SELECTED TEXT:
• • •

In comp.sys.ibm.pc.hardware.chips already5chosen@yahoo.com wrote in part:
> SRAM could shave off 15 ns in the case of DRAM page miss. Or
> 50-55ns in the case of page conflict, but those are very
> rare. In the supposedly most common case of DRAM page hit
> SRAM doesn't help at all.  Actually, you will have hard
> time finding commodity SRAMs that is as fast as now common
> DDR2-800 CL5 at page hit.

You are talking device response times, and I appreciate your
information.  However, I am interested in system response (software
performance), and my measurements are far less encouraging:

Latency    CPU@MHz mem.ctl RAM
  ns

  88       k8@2000 NForce3 DDR400
 144       P3@1000 laptop SO-PC133?
 148     2*P3@860  Serverworks ??
 178       P4@1800 i850   RDRAM
 184       K7@1667 SiS735 PC133
 185       P3@600  440BX  PC100
 217    2*Cel@500  440BX  PC90
 234       P2@350  440BX  PC100?
 288       P2@333  440BX  PC66

I do need to find & test some more modern systems, but I'm
underwhelmed by the slowness of latency improvement.  CPU has
increased min 4x, latency response at best 2.5x .  Run this
pgm from L2 (small set) and it comes back around 10 ns.



compile: $  gcc -O2 lat10m.c
run:     $  time ./a.out    [multiply user time by 100 to give ns]

/*  lat10m.c - Measure latency of 10 million fresh memory reads
  (C) Copyright 2005 Robert Redelmeier - GPL v2.0 licence granted  */
int  p[ 1<<21 ] ;
main (void) {
int i, j ;
for ( i=0   ; i < 1<<21   ; i++ )  p[i] = 0x1FFFFF & (i-5000) ;
for ( j=i=0 ; i < 9600000 ; i++ )     j = p[j] ;
return  j ; }


-- Robert

Ken Hagan wrote:
> On Fri, 07 Dec 2007 22:51:06 -0000, daytripper 
> <day_trippr@REMOVEyahoo.com> wrote:
> 
>> So, in short, you don't think the biggest problem confronting 
>> processor design and performance isn't important because "it's hard"...

• • •

DATA PROVIDED:

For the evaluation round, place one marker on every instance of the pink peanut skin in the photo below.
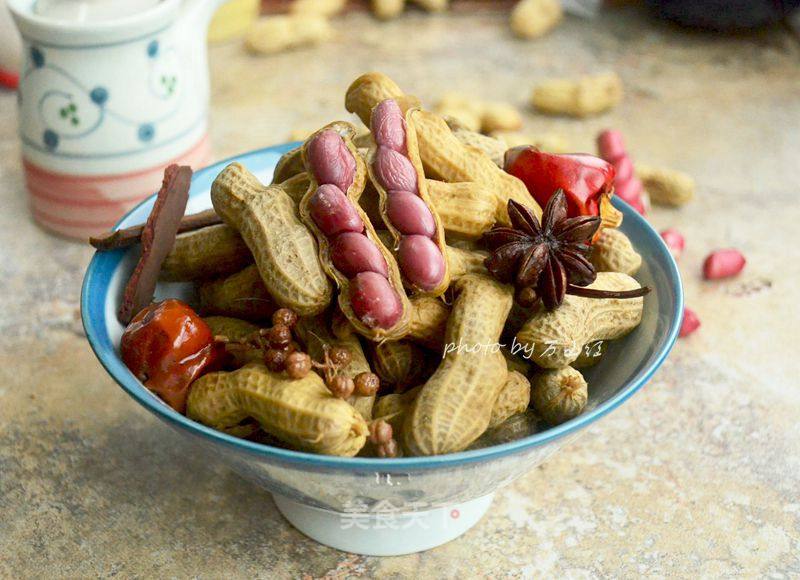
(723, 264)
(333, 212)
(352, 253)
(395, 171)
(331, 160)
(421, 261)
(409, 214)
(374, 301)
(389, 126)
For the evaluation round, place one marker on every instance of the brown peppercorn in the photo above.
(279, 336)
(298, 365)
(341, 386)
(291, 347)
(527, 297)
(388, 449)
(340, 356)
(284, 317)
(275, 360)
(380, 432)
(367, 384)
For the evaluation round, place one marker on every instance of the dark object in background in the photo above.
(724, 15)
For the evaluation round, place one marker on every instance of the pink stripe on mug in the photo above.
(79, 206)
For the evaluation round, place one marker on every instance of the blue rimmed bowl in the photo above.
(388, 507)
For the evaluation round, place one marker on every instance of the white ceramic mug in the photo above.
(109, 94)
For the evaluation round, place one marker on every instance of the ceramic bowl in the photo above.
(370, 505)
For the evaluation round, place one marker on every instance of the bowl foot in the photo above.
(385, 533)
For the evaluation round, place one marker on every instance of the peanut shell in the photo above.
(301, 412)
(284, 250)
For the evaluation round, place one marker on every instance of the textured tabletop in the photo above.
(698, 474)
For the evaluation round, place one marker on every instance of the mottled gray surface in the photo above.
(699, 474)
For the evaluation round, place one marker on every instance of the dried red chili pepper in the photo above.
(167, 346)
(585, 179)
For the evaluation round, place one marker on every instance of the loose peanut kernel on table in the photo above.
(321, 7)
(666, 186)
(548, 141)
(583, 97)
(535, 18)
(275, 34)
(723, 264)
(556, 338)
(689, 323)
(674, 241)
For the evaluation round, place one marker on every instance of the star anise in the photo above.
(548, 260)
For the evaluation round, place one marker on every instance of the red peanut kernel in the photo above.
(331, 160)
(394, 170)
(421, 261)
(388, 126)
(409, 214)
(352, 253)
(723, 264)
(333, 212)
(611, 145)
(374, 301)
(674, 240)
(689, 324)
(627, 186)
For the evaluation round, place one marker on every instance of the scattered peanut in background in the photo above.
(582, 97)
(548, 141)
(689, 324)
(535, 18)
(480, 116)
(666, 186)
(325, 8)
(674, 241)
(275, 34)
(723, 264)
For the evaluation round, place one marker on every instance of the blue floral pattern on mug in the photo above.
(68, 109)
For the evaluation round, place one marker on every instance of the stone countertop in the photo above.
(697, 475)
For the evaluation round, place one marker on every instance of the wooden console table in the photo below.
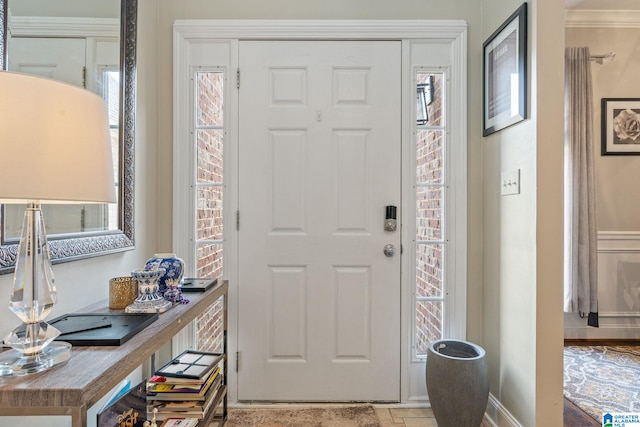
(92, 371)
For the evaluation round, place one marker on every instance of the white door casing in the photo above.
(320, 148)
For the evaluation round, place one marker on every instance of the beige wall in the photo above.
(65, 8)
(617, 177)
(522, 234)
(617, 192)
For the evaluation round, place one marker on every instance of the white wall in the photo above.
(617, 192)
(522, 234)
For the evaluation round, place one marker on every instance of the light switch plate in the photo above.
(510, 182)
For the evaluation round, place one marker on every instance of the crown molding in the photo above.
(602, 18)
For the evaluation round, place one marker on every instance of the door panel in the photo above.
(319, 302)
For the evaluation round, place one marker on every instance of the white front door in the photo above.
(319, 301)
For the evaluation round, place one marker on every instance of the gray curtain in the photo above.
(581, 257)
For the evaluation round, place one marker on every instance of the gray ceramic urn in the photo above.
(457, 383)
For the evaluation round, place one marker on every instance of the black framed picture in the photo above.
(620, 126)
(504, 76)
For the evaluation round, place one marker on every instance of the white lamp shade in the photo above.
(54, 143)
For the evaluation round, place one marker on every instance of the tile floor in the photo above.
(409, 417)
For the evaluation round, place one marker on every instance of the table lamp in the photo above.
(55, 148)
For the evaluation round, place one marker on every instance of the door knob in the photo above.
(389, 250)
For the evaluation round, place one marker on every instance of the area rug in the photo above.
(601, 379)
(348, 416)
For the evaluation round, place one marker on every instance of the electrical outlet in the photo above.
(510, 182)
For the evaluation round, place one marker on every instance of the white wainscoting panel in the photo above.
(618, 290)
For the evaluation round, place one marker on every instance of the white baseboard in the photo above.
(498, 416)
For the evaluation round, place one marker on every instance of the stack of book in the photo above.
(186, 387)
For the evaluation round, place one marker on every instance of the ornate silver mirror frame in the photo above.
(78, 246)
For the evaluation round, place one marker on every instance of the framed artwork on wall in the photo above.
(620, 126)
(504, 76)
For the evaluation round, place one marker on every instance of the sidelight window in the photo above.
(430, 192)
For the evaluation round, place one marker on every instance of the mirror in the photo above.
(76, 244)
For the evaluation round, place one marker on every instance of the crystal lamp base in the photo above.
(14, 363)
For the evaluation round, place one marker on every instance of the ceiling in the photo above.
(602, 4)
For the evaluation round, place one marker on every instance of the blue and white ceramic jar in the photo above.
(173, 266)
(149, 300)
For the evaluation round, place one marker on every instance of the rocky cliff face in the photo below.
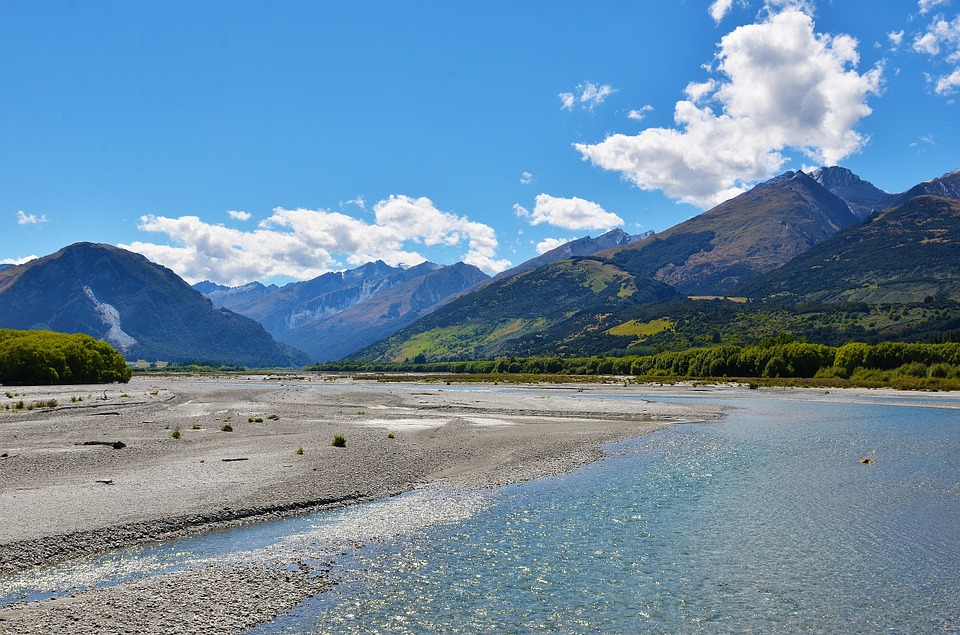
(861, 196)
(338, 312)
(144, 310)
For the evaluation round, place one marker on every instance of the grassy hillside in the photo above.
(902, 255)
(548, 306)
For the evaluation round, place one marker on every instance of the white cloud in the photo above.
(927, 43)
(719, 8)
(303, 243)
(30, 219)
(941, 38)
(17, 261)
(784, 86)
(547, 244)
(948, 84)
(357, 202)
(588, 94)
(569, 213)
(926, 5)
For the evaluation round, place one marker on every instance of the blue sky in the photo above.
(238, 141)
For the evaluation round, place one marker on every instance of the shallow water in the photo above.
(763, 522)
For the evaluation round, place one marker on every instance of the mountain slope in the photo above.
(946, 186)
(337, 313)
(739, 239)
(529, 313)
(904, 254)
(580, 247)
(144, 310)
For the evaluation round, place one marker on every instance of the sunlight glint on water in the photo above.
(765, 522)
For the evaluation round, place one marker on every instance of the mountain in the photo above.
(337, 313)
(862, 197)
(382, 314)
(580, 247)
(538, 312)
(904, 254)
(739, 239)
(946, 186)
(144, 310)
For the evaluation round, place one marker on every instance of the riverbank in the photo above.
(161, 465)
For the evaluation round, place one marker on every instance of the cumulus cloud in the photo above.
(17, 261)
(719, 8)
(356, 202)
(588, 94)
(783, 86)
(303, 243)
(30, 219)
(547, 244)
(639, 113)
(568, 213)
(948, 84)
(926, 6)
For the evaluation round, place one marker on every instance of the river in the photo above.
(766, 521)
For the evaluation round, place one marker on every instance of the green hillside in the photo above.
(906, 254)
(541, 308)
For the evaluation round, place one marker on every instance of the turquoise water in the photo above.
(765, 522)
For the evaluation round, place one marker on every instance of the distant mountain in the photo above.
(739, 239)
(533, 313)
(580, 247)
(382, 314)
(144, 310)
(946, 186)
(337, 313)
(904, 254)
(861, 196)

• • •

REQUIRED TASKS:
**A)** In the memory latency thread, what latency in nanoseconds is listed for the K8 at 2000 MHz with the NForce3 controller and DDR400?
**B)** Please write the next part of the memory latency thread, picking up after its last line.
The records have no connection to the memory latency thread.

RESULTS BY TASK:
**A)** 88 ns.

**B)**
>>
>> /daytripper (well, that's one way to go, I guess ;-)
> 
> I dunno if its a fair summary of Robert's position, but it is a fair
> piece of strategy. It is silly to try to solve an impossible problem.
> It is almost as silly to try to solve an almost impossible problem.


How about
    It's not important because it is not cost-effective?

-- 
A language that doesn't affect the way
you think about programming is
not worth knowing.
           Alan Perlis

On Dec 8, 9:18 am, Robert Redelmeier <red...@ev1.net.invalid> wrote:
> In comp.sys.ibm.pc.hardware.chips Robert Myers <rbmyers...@gmail.com> wrote in part:
>
> > For latency, there is nowhere left to go in terms of
> > completely unpredictable reads from memory (or disk).
>
> Sure there is -- SRAM and other designs which take more xtors
> per cell.  With the continually decreasing marginal cost
> of xtors and a shortage of useful things to do with them,
> I expect this transition to happen at some point.
>

SRAM could shave off 15 ns in the case of DRAM page miss. Or 50-55ns
in the case of page conflict, but those are very rare. In the
supposedly most common case of DRAM page hit SRAM doesn't help at all.
Actually, you will have hard time finding commodity SRAMs that is as
fast as now common DDR2-800 CL5 at page hit.
Another potential saving with SRAM comes from the fact that memory
controller is simpler. Don't know how much it could bring. The likes
of Opteron and Power6 run their MCs at very high speed so I'd guess it
would be hard to shave off more than 1-2 ns here.

Now look at the flop side:
1. Pins - SRAM address bus is up to twice wider than the DRAM. You can
construct SRAM with pseudo-pages and multiplexed address bus, but then
you give up on part of the latency advantage.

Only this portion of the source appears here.